Class IV, NFDM & Butter
It’s a Fire Sale, Blue Light Special or whatever you want to call it, but butter has not be able to stop downward pressure, as CME Spot Butter settled 6 cents lower to $2.13/lb. sending futures drastically lower. Like we pointed out in our Cold Storage report, July was the first time since 2004 that stocks were higher at the end of July than they were in June. So it’s logical that prices would move lower, which makes this move all the more suspicious. Butter doesn’t act logically, or at least that’s the perception. The recent trend lower has not yet reached lows made at the end of July. When those lows were made no one seemed to have doubt that later in the fall we would begin to trend higher again. This time around weakness in butter has some questioning whether a move higher is in the cards or not. We are only in late Aug and from here on out we should see an increase in use of butter. End users may have put butter away in inventory but more than likely not 100% of needs. This why we think butter prices should stabilize at current levels and come Sep or Oct move higher along with seasonal demand.
NFDM settled lower yesterday on light volume; just over 100 contracts traded. During the spot session 4 loads traded hands as NFDM finished ½ cent lower to $0.8525. NFDM had an eventful week last week with strong showing from the GDT auction. This week is light on news but still not light on inventory, as that will dominate discussions until we see an uptick in consumption. There was reports of increased sales of whey powders and permeates going to Asia which has helped the whey market rally. Increased exports have not found their way to the NFDM, but the sudden increase in whey shipments reminds us that it can happen at a moment’s notice. Baring that from happening the cash and carry trade opportunity that has persisted in the futures market should continue, even if the bulls have their eye set on 1.00/lb. to end the year as Dec 2016 closed at 1.01 yesterday.

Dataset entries
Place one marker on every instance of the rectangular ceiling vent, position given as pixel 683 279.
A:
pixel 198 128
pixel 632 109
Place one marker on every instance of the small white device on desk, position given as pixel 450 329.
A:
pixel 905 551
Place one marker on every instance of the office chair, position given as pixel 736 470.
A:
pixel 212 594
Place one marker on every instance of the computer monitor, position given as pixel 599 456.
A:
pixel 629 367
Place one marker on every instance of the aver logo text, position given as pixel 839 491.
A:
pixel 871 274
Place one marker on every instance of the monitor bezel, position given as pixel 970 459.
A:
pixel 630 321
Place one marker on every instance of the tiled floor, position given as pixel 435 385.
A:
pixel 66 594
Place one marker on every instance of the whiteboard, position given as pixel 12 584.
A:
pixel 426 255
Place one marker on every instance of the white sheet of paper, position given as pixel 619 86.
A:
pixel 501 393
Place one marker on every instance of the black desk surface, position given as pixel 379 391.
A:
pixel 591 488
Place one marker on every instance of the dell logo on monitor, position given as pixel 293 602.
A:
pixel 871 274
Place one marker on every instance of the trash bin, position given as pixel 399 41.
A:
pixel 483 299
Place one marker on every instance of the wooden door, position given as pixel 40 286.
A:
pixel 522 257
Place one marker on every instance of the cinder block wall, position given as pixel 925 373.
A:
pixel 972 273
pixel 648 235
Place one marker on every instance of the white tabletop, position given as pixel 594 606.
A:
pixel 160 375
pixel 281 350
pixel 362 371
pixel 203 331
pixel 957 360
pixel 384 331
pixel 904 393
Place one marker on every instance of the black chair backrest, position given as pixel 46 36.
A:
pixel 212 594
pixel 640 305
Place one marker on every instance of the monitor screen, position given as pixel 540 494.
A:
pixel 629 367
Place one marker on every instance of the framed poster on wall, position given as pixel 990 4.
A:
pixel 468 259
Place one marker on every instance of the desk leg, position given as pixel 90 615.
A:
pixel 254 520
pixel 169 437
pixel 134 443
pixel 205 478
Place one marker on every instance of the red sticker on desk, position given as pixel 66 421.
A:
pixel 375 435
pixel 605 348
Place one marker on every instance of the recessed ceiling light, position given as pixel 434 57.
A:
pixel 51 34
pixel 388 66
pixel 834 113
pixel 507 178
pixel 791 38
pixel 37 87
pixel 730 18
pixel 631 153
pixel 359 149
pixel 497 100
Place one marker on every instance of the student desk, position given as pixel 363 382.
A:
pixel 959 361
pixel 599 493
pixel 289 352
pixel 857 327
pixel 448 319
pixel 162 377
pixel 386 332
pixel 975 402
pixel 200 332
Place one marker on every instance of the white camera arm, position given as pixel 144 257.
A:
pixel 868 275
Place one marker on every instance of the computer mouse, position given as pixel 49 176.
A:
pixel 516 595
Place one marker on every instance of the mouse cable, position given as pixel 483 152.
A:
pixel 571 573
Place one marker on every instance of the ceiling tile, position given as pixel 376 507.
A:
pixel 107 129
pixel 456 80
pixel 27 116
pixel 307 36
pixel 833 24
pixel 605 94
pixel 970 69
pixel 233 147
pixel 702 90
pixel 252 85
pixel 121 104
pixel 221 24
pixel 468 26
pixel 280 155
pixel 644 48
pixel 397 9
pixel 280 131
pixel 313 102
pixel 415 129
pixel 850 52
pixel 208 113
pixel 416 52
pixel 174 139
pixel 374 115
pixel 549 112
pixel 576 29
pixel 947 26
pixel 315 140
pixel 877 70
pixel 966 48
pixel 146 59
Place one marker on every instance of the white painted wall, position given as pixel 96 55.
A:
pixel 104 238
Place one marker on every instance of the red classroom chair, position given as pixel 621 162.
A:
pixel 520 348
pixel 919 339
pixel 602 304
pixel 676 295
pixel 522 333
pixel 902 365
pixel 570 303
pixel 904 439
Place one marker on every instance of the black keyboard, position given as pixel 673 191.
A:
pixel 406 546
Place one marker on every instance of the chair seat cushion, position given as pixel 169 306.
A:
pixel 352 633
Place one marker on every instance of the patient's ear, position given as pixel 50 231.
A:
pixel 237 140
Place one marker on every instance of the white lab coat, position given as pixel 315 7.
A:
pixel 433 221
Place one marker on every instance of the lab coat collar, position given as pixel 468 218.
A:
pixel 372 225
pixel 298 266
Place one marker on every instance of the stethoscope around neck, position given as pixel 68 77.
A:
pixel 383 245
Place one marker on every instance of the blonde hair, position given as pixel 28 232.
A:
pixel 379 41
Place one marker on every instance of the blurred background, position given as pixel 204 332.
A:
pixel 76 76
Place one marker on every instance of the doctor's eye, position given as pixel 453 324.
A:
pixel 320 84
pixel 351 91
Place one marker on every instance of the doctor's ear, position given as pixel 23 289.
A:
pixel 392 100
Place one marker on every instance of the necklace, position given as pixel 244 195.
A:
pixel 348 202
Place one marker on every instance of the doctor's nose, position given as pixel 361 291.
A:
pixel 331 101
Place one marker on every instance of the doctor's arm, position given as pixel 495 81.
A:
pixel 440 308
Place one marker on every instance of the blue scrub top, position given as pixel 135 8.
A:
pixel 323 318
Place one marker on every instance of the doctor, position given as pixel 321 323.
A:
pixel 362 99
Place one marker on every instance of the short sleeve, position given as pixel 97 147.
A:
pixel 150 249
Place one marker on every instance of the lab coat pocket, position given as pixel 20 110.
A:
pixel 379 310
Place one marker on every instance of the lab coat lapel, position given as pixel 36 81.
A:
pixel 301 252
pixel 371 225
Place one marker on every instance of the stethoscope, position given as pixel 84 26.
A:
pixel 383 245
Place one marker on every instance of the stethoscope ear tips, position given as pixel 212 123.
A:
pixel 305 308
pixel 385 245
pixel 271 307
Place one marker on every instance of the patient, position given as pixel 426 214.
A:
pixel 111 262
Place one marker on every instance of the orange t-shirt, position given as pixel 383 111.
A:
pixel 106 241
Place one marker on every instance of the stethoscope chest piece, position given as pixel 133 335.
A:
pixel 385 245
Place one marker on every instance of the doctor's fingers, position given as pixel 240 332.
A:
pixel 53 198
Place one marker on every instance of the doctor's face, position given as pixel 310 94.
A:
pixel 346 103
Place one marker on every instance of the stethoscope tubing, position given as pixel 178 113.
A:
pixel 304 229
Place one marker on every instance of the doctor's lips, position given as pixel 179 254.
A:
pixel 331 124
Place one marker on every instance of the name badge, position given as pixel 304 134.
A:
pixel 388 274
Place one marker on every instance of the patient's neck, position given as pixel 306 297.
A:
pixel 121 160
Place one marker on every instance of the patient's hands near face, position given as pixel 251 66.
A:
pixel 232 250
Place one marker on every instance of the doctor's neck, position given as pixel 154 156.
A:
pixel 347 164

**Prompt 1:**
Answer these from the dairy market text:
(a) At what price did CME Spot Butter settle?
(b) How many loads of NFDM traded during the spot session?
(c) Where did Dec 2016 close yesterday?
**Prompt 2:** Extract from the dairy market text the passage that begins with the words containing "NFDM settled lower" and ends with "at 1.01 yesterday.", copying it without changes.

**Expected answer 1:**
(a) $2.13/lb., 6 cents lower
(b) 4 loads
(c) 1.01

**Expected answer 2:**
NFDM settled lower yesterday on light volume; just over 100 contracts traded. During the spot session 4 loads traded hands as NFDM finished ½ cent lower to $0.8525. NFDM had an eventful week last week with strong showing from the GDT auction. This week is light on news but still not light on inventory, as that will dominate discussions until we see an uptick in consumption. There was reports of increased sales of whey powders and permeates going to Asia which has helped the whey market rally. Increased exports have not found their way to the NFDM, but the sudden increase in whey shipments reminds us that it can happen at a moment’s notice. Baring that from happening the cash and carry trade opportunity that has persisted in the futures market should continue, even if the bulls have their eye set on 1.00/lb. to end the year as Dec 2016 closed at 1.01 yesterday.